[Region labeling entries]
--------------------------------------------------
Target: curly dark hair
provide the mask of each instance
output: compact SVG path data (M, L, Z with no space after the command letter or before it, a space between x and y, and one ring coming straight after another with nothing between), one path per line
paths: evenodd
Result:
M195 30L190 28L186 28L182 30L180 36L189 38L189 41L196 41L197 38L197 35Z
--------------------------------------------------
[Written task]:
In the records, change "curly dark hair" to "short gray hair" everywhere it occurs and leave everything else as it is.

[Expected answer]:
Target: short gray hair
provide the mask of each instance
output: compact SVG path data (M, L, Z with no space after the command letter or before it, a space between x and y, and one ring coming straight after another with nothing between), one path per line
paths: evenodd
Result:
M195 30L190 28L186 28L182 30L180 36L189 38L189 41L196 41L197 38L197 35Z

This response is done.